------ Text shown ------

Space-time interaction was investigated using the space-time K-function, K(s,t), defined as the expected number of cases that occur within separating distance s and time t of a previously randomly selected case, divided by the mean number of cases per unit space per unit time, also termed “intensity” [14]. In the absence of space-time interaction, that is, when cases occur independently in time and space, K(s,t) is the product of two K-functions in space K1(s) and in time K2(t); such as: K (s,t) = K1(s) K2(t) (Eq 1). If we define D(s,t) the difference D(s,t) = K(s,t)−K1(s) K2(t) (Eq 2), then positive values of D(s,t) indicate the presence of space-time interaction; and the higher D(s,t), the stronger the evidence. Because D(s,t) naturally increases with space and time, we calculate D0(s,t) = D(s,t)/K1(s) K2(t) (Eq 3), which is the number of events attributable to space-time interaction divided by the number of events in the absence of a space-time interaction. D0(s,t) is therefore interpreted as the proportional increase, or excess risk, attributable to the space-time interaction [14]. D0(s,t)>1 indicates that the number of observed events was greater than twice the number of expected events [23]. Under the null hypothesis of no space-time interaction, the dates of case reports are randomly permuted on the fixed set of case locations using Monte Carlo simulation, therefore generating a distribution for D(s,t) values. This distribution is compared with the D(s,t) calculated from the observed data, and if it exceeds 95 percent of the simulated D(s,t) values, then it can be concluded that there is less than 5% probability that the observed space-time interaction occurred by chance [17], [36].

The space-time K-function was calculated separately for the years 2008, 2009 (for each distinct wave), 2010 and 2011. Maximum separation distances of 300 km and 60 days were used for s and t dimensions to investigate long-distance transmission mechanisms, and to allow farms' infectiousness to persist twice as long as the 30 days assumed at the animal level by the OIE [35]. D(s,t) was estimated from 999 Monte Carlo random date permutations. The analysis was implemented using the splancs library [37] from the statistical package R version 2.14.0 [38].


Descriptive analysis

Between 2008 and 2011, 658 RVF cases were reported in five distinct waves of varying size and location. Over 70% (n = 471) of the cases were reported in 2010 (Table 1). The occurrence of RVF was seasonal, with most cases occurring between January and April, and reported until July (Figure 1); except in 2009 when RVF cases resumed in October. Figure 2 shows the spatial distribution of RVF cases reported during the period 2008–2011. In 2008, Mpumalanga, North West, Gauteng and Limpopo provinces were affected (Figure 2A). In 2009, cases from the first wave were located in the east of the country, mostly in KwaZulu-Natal province; and the second wave occurred in the Northern Cape, near the Namibian border (Figure 2B). In 2010, the epidemic was almost country-wide, except for the eastern low-lying areas (Figure 2C). Finally, in 2011, cases were mostly distributed in southern South Africa, mainly in the Western Cape and Eastern Cape provinces (Figure 2D).

------

▶ [Your assignment]:
List every distinct bracketed reference number cited in the text on Rift Valley fever space-time analysis, in order of first appearance.

------ Source data ------

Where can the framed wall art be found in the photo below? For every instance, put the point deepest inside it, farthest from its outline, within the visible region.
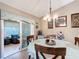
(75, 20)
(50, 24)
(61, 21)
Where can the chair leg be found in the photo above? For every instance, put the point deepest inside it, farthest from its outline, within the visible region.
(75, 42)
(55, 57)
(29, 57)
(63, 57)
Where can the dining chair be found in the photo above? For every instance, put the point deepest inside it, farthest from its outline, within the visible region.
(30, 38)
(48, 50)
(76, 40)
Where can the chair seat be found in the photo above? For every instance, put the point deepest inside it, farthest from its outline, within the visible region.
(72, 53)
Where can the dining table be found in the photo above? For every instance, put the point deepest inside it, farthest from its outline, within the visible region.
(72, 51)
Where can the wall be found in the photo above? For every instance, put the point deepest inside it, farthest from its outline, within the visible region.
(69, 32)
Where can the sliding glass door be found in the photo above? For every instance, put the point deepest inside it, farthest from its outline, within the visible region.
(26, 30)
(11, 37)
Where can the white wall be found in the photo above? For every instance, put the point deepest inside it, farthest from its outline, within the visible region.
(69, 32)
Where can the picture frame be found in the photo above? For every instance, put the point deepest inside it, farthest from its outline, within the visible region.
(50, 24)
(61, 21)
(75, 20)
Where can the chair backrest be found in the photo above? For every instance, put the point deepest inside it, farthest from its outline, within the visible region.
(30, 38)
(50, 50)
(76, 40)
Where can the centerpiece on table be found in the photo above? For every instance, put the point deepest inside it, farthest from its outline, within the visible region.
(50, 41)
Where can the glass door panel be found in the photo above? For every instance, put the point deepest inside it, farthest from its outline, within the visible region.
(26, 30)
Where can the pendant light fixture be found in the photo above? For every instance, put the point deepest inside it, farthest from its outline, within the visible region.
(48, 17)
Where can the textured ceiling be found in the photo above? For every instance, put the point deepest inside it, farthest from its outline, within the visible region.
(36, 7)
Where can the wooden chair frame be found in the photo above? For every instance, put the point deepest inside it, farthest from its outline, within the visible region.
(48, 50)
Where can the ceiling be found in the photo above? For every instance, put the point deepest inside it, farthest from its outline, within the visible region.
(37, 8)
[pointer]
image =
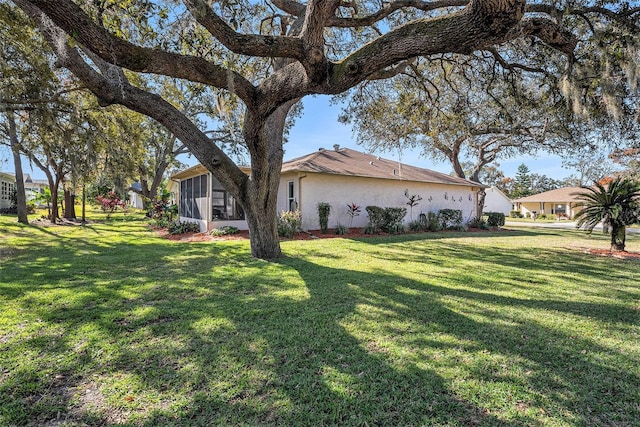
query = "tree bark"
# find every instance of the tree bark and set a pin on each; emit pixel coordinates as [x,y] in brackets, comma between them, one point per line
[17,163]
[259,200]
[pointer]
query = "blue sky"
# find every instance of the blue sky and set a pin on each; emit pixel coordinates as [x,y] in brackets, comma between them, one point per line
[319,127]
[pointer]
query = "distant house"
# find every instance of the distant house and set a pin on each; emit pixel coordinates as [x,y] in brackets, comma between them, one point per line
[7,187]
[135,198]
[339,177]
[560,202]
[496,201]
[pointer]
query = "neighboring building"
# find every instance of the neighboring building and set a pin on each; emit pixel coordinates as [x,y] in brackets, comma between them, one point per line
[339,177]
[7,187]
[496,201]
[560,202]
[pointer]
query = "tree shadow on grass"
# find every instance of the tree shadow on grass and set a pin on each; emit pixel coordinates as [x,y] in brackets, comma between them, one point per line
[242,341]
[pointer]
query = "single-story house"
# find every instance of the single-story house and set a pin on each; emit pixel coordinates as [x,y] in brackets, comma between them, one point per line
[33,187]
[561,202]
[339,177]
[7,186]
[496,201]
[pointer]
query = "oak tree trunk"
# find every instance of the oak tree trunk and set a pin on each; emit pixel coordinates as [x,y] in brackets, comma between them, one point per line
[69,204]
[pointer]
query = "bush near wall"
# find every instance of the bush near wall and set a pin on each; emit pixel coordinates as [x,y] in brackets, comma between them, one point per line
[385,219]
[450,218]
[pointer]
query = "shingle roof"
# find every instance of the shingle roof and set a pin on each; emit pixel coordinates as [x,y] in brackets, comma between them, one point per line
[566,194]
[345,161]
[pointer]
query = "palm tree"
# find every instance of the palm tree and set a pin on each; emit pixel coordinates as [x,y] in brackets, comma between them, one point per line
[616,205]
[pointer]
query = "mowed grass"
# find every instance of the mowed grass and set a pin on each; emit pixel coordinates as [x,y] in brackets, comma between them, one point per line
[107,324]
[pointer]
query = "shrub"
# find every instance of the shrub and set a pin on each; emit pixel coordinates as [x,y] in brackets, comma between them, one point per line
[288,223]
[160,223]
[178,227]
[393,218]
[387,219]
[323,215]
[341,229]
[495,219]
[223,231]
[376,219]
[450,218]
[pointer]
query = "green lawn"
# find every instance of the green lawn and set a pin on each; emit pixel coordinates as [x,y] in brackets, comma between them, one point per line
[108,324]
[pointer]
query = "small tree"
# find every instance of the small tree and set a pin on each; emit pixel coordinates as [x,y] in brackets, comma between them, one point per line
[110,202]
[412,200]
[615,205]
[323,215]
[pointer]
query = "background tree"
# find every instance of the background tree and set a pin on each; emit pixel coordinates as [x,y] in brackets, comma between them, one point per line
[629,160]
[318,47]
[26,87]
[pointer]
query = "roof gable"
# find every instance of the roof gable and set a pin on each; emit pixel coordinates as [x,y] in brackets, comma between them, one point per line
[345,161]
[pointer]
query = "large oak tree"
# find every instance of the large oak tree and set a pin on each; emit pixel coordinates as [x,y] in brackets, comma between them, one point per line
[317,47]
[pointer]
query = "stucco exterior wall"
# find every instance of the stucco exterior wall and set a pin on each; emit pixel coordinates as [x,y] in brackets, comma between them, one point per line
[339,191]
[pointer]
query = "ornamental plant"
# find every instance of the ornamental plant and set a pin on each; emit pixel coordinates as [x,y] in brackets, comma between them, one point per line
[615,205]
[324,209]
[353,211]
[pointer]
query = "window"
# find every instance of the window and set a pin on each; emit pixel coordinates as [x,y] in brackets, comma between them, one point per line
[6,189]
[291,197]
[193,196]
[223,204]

------

▶ [Solution]:
[14], [23], [17], [36], [35], [37], [38]